§ WHAT IS NEEDED:
Exact transcription of the following records is needed, with every picture dropped.

§ EXTRACTED RECORDS:
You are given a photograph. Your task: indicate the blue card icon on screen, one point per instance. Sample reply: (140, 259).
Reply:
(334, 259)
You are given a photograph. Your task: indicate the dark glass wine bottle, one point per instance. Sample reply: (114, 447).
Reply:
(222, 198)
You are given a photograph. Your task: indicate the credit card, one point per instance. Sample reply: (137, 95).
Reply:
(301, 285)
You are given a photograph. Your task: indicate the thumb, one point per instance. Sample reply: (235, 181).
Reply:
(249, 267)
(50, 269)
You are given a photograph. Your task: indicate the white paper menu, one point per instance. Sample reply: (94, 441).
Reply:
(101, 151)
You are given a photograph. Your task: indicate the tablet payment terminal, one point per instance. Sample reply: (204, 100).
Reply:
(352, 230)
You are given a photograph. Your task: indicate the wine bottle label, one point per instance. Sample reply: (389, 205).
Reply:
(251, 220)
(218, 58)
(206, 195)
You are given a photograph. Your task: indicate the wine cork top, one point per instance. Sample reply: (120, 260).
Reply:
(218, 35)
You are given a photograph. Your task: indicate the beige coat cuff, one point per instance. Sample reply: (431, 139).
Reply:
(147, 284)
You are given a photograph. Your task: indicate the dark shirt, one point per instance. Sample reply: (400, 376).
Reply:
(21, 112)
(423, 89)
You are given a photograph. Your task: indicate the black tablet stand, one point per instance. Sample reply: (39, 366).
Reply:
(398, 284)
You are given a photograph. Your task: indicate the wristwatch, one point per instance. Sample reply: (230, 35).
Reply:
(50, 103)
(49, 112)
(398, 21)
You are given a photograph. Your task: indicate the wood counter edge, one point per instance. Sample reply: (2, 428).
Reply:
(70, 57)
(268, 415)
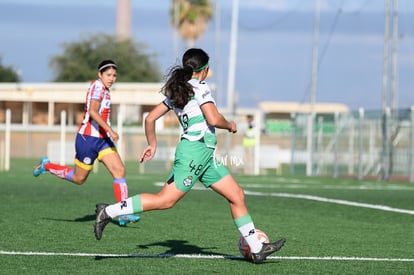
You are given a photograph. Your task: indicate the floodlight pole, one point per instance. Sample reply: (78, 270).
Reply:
(232, 58)
(311, 117)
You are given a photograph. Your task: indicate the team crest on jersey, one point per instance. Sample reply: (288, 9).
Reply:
(87, 160)
(188, 181)
(206, 93)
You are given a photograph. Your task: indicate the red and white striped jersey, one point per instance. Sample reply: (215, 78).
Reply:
(97, 91)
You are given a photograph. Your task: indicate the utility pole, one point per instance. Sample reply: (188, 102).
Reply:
(394, 60)
(311, 116)
(232, 58)
(123, 20)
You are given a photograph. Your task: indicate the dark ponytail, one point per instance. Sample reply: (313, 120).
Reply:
(177, 87)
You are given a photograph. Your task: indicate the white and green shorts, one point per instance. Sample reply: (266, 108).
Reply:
(195, 161)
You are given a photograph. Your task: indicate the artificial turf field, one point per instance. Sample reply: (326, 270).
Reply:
(332, 226)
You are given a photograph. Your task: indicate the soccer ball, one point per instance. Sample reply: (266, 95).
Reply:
(244, 247)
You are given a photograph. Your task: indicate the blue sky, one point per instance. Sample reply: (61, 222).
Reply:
(274, 52)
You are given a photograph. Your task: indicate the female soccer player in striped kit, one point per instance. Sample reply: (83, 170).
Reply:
(95, 140)
(189, 96)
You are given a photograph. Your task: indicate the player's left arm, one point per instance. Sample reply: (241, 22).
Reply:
(216, 119)
(94, 113)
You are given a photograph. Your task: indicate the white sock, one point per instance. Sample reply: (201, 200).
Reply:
(249, 233)
(120, 208)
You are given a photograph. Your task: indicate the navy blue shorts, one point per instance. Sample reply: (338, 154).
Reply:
(88, 149)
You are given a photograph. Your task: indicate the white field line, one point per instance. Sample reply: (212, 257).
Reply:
(199, 256)
(316, 198)
(322, 199)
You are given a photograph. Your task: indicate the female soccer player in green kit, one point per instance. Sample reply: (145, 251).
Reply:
(189, 96)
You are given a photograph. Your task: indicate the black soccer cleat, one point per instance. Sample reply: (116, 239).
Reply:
(102, 219)
(267, 249)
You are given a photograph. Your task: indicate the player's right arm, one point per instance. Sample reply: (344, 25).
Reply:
(158, 111)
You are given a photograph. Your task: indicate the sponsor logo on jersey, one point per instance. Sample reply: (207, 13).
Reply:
(188, 180)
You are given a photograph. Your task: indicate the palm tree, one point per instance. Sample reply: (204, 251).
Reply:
(190, 17)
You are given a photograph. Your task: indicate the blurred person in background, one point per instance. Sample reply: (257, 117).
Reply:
(95, 140)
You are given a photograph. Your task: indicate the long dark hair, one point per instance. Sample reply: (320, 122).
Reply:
(177, 87)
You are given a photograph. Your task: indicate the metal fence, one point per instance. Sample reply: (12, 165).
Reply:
(372, 144)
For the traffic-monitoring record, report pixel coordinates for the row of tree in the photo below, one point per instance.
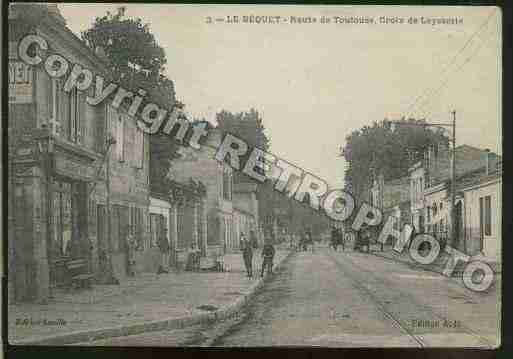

§ COMPLETED EXERCISE:
You are given a photograph. Your task: indicate the blue card icon on screen, one point per instance. Sample reply: (140, 259).
Reply:
(334, 259)
You are given a photograph. Your task: indicate the dark glass wine bottle, one point per instance. Sample reply: (114, 447).
Reply:
(222, 198)
You are given a photograph. Your task: indicate the credit card, one point per instance. Sample reply: (137, 95).
Reply:
(301, 285)
You are given a photograph. Your task: indicate the thumb, one point per instance. Sample reply: (235, 181).
Reply:
(249, 267)
(50, 269)
You are given a photograph. Your task: indicate the white paper menu, one point per instance. Sample reply: (94, 441).
Reply:
(101, 151)
You are given a photograph. Your task: indicate the tablet payment terminal, one point per instance. Sample reply: (204, 100).
Reply:
(352, 230)
You are given a photograph. Your task: indicate the wine bottle label, one point per instance. Sample reply: (389, 205).
Reply:
(251, 220)
(218, 58)
(206, 195)
You are given a photograph. Your task: indicate the wine cork top, one point per instance. Sample reply: (120, 260).
Reply:
(218, 35)
You are given a photograph. Your task: indicate the beige coat cuff, one point per instance. Sample reply: (431, 139).
Reply:
(147, 284)
You are given a photograph. Your task: indicate the dark shirt, one point per instance. Sample reply: (400, 376).
Reply:
(21, 112)
(423, 89)
You are given a photograph. Your task: indicate the black tablet stand, one point per instance. Sample reply: (39, 366).
Reply:
(398, 284)
You are given a photograph. Your task: indicate the wristwatch, one point per instance. Sample reply: (230, 35).
Reply:
(50, 103)
(49, 112)
(398, 21)
You are given a photograph. Your task: indicate the wood counter edge, one point per instance. Sample reply: (2, 428).
Reply:
(70, 57)
(268, 415)
You are given a photograph. Your task: indicate the floodlight pole, one point per instance. Sample reply: (78, 270).
Reply:
(232, 58)
(311, 117)
You are given a photograph. Your task: indicate the team crest on jersey, one point per instance. Sample reply: (288, 9).
Reply:
(87, 160)
(188, 181)
(206, 93)
You are given a photograph. Your task: indicate the red and white striped jersey, one point per instance. Sample reply: (215, 78).
Reply:
(97, 91)
You are given a photograph. Your task: indicate the utility pole, one point per instance. Sample reply: (188, 102).
Reply:
(394, 60)
(311, 116)
(232, 58)
(123, 20)
You are given a photograph. Your task: indicate the dark ponytail, one point per instance. Sample reply: (313, 120).
Reply:
(177, 87)
You are given a photograph. Your task: indicate the white and green shorts, one point per instance. Sample reply: (266, 108).
Reply:
(195, 161)
You are given a photograph. Your task: indicate the artificial turf field, one point per instance. Sample reply: (326, 270).
Reply:
(332, 226)
You are given a photograph. Your task: indicate the soccer ball, one point per instance. Sample reply: (266, 95).
Reply:
(244, 247)
You are given a photograph. Your task: indicate the blue sky, one point per instance. Sample reply: (61, 222).
Reply:
(274, 52)
You are given a photograph. Your task: indicate the female soccer player in striped kit, one point per instance. Sample reply: (83, 170).
Reply:
(95, 140)
(189, 96)
You are given a photograph. Your task: indicate the player's left arm, one point per instance. Sample reply: (241, 22).
Reply:
(216, 119)
(94, 113)
You are given a photograph. Your task: indicate the white sock, one point per instance. Sample reply: (201, 200).
Reply:
(249, 233)
(120, 208)
You are given a photograph. Your task: indicate the navy blue shorts, one point per instance. Sample reply: (338, 154).
Reply:
(88, 149)
You are given a photograph. Your task: indicate the white field line, one point per instance. Sample reply: (212, 257).
Reply:
(199, 256)
(316, 198)
(322, 199)
You are given a photograph. Your task: indicate the female soccer player in green kit, one point per instance. Sample reply: (145, 251).
Reply:
(189, 96)
You are given a photograph. Your task: indicate the black soccer cleat, one point per instance. Sample reply: (116, 239).
Reply:
(102, 219)
(267, 249)
You are given a photograph. Your task: indicate the player's right arm, one point per instance. Sample reply: (344, 25).
Reply:
(158, 111)
You are given a photograph. Your task: indicate the sponsor logo on jersey, one point per instance. Sample reply: (207, 13).
Reply:
(188, 180)
You are given a photograph. Your task: indicate the palm tree, one point per instance. Sample reply: (204, 251).
Reply:
(190, 17)
You are given a photograph. Your task: indicate the blurred person in background, one point per instance. Sample reply: (257, 117).
Reply:
(95, 140)
You are given a photograph. Your task: indicate the long dark hair, one point per instance. Sample reply: (320, 122).
Reply:
(177, 87)
You are given a photograph. Your task: indicate the metal fence, one point per instance. Sample reply: (12, 165).
Reply:
(372, 144)
For the traffic-monitoring record, report pixel coordinates for the row of tree in the photo below, one point per instance.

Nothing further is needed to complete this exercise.